- PAGE EXCERPT
"""
I finished high school in 2001 and didn't immediately go to college, so I just didn't have a need for a personal music player anymore. I was nearly always at home or at work, and I drove a car that actually had an MP3 CD player. I felt no need to get an iPod.
In 2009, I started going to college, but then also got my first smartphone, the Motorola Droid, which acted as my portable MP3 player for when I was studying in the library or taking mass transit.
If you were going to school or taking mass transit in the middle of the '00s, then you were probably more likely to have a dedicated MP3 player.
Point of clarification: While the technology behind the VCR was invented in the '50s and matured in the '60s, consumer-grade video tape systems weren't really a thing until Betamax and VHS arrived in 1975 and 1976 respectively.
Early VCRs were also incredibly expensive, with prices ranging from $3,500 to almost $10,000 after adjusting for inflation. Just buying into the VHS ecosystem at the entry level was a similar investment to buying an Apple Vision Pro today.
Don't feel like you have to. I bought a giant fancy TV with it, and even though it's impressive, it's kinda like ultra-hifi-audio. I don't miss it when I watch the same show on one of my older TVs.
"""
- DATA SECTION
"""
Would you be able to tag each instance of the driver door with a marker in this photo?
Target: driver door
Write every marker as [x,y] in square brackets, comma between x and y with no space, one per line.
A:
"""
- JOBS
• A. In the page excerpt, condense the paragraph that begins "Early VCRs were also incredibly expensive" into one shorter sentence that keeps its main facts.
• B. Reproduce word for word the stretch of the page excerpt from "In 2009, I started" through "Vision Pro today.".

- EXPECTED RESULTS
• A. Adjusted for inflation, early VCRs cost from $3,500 to almost $10,000, so entering the VHS ecosystem at the entry level took about the same outlay as an Apple Vision Pro does today.

• B.
In 2009, I started going to college, but then also got my first smartphone, the Motorola Droid, which acted as my portable MP3 player for when I was studying in the library or taking mass transit.
If you were going to school or taking mass transit in the middle of the '00s, then you were probably more likely to have a dedicated MP3 player.
Point of clarification: While the technology behind the VCR was invented in the '50s and matured in the '60s, consumer-grade video tape systems weren't really a thing until Betamax and VHS arrived in 1975 and 1976 respectively.
Early VCRs were also incredibly expensive, with prices ranging from $3,500 to almost $10,000 after adjusting for inflation. Just buying into the VHS ecosystem at the entry level was a similar investment to buying an Apple Vision Pro today.